Olivier de Berranger

Macroscope : Die Inflation ist tot, lang lebe die Inflation!

Paris, 31. Januar 2022 – Obwohl die Inflation seit Ende 2021 das Hauptgesprächsthema an den Märkten gewesen war, wurde sie zuletzt von der Diskussion über eine bevorstehende Rezession verdrängt. Dennoch kann es durchaus sein, dass sich die Anleger auch mit der Inflation weiter auseinandersetzen müssen.

Grund hierfür ist zunächst einmal, dass (noch) nicht in allen Regionen der Welt ein Rückgang wie beispielsweise in den USA zu beobachten ist. Zwar beginnt die Gesamtinflation in der Eurozone dank des Rückgangs der Energiepreise nachzugeben, die Kerninflation steigt aber weiter. In Japan, dem der Höhenflug der Preise lange Zeit erspart geblieben ist, erreicht die Inflation Rekordwerte, die es seit den 1990er- oder sogar den 1980er-Jahren nicht mehr gegeben hat. Dies veranlasste die Bank of Japan nun, ihre seit Jahren verfolgte ultralockere Geldpolitik infrage zu stellen. Von den großen Volkswirtschaften scheint im Moment allein China verschont zu bleiben.

▬▬▬

**AUFGABE**
Prüfe, ob die Aussagen (a) bis (c) mit dem Text über die Inflation übereinstimmen, und antworte jeweils mit Ja oder Nein samt den entscheidenden Worten des Textes als wörtliches Zitat. (a) In der Eurozone steigt die Kerninflation weiter. (b) In Japan erreicht die Inflation Rekordwerte. (c) China ist ebenso stark von steigenden Preisen betroffen wie Japan.

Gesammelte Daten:
▬▬▬

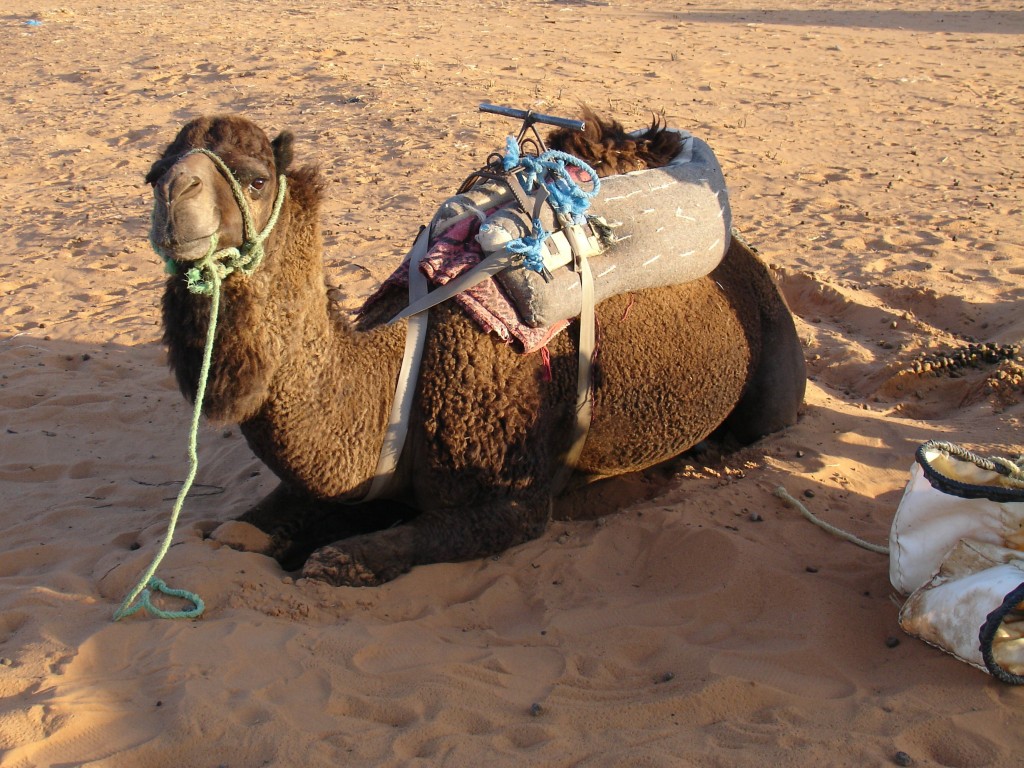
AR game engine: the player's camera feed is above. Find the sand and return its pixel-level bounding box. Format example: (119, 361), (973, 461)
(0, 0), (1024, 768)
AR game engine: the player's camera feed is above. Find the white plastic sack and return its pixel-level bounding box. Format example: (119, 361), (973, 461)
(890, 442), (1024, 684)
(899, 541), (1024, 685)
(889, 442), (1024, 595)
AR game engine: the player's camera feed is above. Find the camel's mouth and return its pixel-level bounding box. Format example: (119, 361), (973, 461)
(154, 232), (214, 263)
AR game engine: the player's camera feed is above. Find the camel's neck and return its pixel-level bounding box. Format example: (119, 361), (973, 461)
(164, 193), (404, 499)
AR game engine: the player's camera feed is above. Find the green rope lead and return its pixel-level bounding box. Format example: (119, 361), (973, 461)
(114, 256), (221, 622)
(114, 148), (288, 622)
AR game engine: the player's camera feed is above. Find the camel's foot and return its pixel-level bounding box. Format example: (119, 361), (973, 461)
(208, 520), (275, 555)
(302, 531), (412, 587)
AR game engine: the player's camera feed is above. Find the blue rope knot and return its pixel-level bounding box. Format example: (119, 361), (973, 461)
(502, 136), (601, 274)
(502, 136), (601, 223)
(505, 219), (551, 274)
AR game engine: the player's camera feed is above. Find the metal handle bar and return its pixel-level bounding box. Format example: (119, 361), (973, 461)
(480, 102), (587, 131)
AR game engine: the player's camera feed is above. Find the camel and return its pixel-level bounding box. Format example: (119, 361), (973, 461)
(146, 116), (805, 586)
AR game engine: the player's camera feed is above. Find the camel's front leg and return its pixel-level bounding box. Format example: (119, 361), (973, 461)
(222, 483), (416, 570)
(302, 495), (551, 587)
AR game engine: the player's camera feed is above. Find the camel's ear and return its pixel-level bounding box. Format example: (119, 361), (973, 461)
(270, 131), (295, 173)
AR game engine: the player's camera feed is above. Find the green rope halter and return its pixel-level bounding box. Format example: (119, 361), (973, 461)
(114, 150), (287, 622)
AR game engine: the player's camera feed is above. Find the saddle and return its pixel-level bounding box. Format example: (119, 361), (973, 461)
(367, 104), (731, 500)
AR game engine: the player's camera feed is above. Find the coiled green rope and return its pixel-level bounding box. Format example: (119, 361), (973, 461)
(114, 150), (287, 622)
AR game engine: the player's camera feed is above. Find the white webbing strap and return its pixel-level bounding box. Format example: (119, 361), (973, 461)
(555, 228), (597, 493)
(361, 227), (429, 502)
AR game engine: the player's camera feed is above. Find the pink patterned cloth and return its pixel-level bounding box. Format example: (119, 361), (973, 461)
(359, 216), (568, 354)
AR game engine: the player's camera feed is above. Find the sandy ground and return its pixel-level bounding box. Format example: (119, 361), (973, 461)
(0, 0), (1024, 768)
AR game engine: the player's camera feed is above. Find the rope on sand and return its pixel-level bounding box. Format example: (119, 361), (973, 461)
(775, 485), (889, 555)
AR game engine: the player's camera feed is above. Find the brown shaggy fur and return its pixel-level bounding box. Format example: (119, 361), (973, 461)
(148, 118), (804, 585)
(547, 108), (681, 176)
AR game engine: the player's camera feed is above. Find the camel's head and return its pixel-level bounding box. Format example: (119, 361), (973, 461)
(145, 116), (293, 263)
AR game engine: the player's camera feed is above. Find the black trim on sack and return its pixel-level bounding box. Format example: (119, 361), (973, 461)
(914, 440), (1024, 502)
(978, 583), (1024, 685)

▬▬▬

**DEINE ANTWORT**
(a) Ja: „die Kerninflation steigt aber weiter“
(b) Ja: „erreicht die Inflation Rekordwerte“
(c) Nein: „Von den großen Volkswirtschaften scheint im Moment allein China verschont zu bleiben.“